::: QUELLENAUSZUG
Drogenkonsum nimmt in der Hauptstadt zu – auch bei harten Drogen

Erst kürzlich sorgte die Vorstellung der Pläne für eine bundesweite Cannabislegalisierung durch die Ampelregierung für Schlagzeilen. Doch wie sieht die Situationen bei den „harten Drogen“ in der Hauptstadt aus? Eine Regierungsantwort auf eine AfD-Anfrage gibt hier einen Einblick.
Titelbild
Tütchen mit KokainpulverFoto: iStock
Von 24. April 2023

Berlin hat in Bezug auf den Drogenkonsum einen traurigen Ruf. Von allen Bundesländern sterben hier Jahr für Jahr bezogen auf die Einwohnerzahl die meisten Menschen an Drogen. Dies zeigt sich auch im öffentlichen Raum. Immer häufiger sind Menschen zu sehen, die intravenös Drogen wie Heroin oder Kokain konsumieren.
::::::
__AUFGABE__
Was gibt laut dem Quellenauszug einen Einblick in die Lage bei den harten Drogen in der Hauptstadt? Die anschließenden Daten sind eigenständiges Material und gehören nicht zum Quellenauszug.
::: DATENAUSZUG
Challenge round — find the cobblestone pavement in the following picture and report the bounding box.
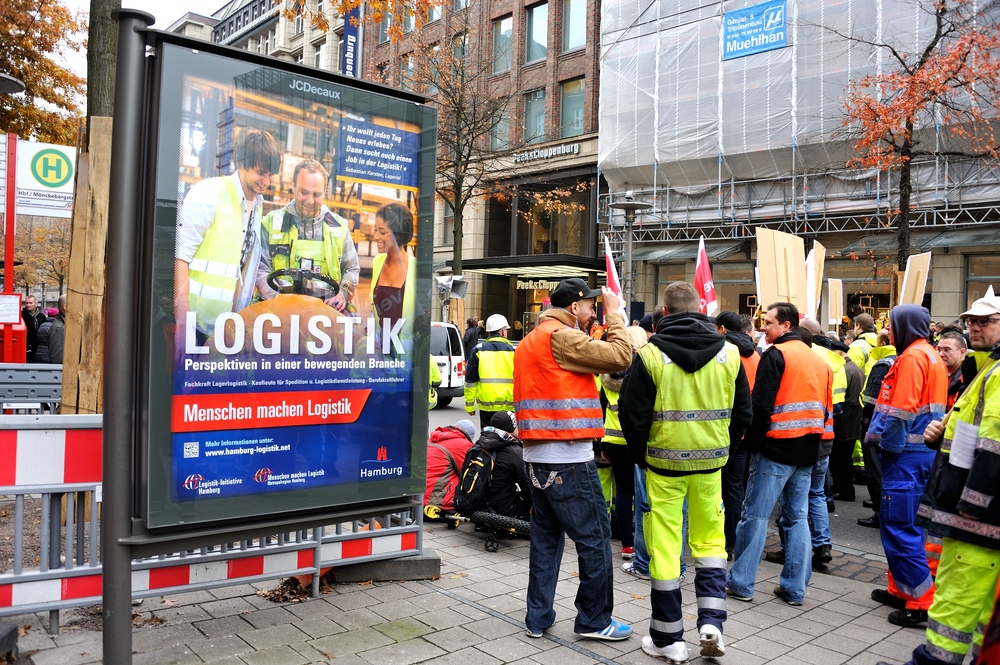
[5,523,923,665]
::::::
__ERWARTETE ANTWORT__
Eine Regierungsantwort auf eine AfD-Anfrage.